PROBLEM TO SOLVE: Count the lines of the material below that contain the string "tree", matching case exactly. Reply with the number alone.

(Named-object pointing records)
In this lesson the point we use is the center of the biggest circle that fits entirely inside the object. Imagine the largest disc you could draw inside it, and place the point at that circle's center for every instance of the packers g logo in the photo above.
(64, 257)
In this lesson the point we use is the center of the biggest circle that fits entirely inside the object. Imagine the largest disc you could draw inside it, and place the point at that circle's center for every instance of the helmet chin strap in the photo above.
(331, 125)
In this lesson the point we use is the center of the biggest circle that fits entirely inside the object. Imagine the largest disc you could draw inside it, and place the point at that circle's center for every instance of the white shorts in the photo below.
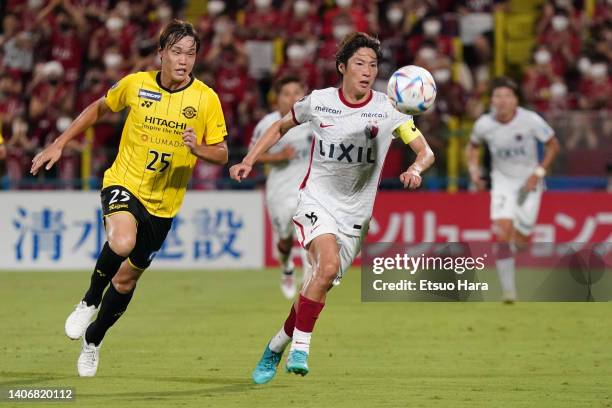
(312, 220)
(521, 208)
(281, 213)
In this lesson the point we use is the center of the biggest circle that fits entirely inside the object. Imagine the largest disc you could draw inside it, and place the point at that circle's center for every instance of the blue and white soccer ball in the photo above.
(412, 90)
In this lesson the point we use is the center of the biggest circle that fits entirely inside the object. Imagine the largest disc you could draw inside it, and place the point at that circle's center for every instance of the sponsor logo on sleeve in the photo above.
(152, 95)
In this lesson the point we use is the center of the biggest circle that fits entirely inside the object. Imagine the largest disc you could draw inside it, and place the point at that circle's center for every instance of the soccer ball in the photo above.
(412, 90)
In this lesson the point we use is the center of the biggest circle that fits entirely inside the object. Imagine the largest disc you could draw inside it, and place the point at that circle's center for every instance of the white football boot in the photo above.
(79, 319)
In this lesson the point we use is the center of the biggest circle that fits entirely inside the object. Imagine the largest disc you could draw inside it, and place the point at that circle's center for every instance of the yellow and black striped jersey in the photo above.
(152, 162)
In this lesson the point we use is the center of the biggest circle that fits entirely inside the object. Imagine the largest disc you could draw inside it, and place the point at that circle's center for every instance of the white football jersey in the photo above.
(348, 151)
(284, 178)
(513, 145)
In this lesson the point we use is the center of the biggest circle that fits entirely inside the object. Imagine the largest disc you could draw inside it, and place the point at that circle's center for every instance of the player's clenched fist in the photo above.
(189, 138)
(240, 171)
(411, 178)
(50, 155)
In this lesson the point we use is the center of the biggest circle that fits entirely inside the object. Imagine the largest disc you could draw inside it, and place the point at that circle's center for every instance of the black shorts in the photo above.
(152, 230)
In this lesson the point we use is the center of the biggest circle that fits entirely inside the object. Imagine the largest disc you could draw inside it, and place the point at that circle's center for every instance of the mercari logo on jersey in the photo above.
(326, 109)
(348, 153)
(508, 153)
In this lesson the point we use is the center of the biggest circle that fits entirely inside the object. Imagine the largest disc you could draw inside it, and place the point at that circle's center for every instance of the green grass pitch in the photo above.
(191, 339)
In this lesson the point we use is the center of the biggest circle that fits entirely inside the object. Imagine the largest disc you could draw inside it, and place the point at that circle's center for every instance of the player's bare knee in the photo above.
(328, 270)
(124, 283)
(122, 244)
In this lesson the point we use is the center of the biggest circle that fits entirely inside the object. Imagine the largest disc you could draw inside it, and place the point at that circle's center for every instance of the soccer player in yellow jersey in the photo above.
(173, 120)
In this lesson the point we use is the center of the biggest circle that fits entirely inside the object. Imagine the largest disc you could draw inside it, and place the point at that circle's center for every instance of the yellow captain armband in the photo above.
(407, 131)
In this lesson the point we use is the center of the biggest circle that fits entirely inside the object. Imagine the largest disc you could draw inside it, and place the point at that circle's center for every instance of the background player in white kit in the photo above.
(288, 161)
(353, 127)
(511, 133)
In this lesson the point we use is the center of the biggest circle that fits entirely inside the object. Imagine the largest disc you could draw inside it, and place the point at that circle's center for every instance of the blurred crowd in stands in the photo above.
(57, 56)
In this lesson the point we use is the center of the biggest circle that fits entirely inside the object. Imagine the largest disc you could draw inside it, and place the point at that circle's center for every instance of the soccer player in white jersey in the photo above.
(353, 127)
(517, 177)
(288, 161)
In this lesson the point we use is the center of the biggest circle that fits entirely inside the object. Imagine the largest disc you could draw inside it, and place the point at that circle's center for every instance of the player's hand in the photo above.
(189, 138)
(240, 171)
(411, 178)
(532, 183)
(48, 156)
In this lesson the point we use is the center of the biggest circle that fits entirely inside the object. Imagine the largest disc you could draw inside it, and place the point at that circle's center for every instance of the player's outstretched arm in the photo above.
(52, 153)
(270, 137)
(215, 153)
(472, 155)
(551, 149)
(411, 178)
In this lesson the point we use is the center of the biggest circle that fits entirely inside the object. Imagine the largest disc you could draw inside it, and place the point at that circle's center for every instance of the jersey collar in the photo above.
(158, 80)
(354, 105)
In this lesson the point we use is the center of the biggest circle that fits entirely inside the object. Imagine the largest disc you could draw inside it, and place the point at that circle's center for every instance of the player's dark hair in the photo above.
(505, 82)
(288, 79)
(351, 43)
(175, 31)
...
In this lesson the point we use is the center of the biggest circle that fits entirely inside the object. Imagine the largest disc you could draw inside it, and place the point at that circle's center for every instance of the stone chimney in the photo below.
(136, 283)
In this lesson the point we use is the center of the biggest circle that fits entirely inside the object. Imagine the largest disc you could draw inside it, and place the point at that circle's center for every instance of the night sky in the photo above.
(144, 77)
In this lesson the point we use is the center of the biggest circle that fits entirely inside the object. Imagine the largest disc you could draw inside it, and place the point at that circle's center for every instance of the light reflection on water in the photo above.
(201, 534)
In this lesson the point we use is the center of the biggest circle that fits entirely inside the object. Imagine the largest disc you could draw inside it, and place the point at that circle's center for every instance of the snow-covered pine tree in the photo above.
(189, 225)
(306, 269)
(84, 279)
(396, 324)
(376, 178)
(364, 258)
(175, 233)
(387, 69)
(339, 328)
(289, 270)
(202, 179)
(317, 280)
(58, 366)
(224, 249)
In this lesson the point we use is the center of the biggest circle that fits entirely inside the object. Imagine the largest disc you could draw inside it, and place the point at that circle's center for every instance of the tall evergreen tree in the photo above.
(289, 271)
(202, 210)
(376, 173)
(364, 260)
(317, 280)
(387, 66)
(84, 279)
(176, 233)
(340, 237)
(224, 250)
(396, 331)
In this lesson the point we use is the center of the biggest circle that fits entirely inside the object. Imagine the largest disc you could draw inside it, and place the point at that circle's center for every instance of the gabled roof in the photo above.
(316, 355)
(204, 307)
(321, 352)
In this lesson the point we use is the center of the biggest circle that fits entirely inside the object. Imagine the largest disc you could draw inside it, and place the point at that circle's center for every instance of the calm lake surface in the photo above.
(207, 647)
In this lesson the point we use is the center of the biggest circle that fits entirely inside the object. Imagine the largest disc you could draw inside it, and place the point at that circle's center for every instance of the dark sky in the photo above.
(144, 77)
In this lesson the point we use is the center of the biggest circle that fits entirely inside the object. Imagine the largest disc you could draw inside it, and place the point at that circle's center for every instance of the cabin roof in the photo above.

ANSWER TO THE TASK: 2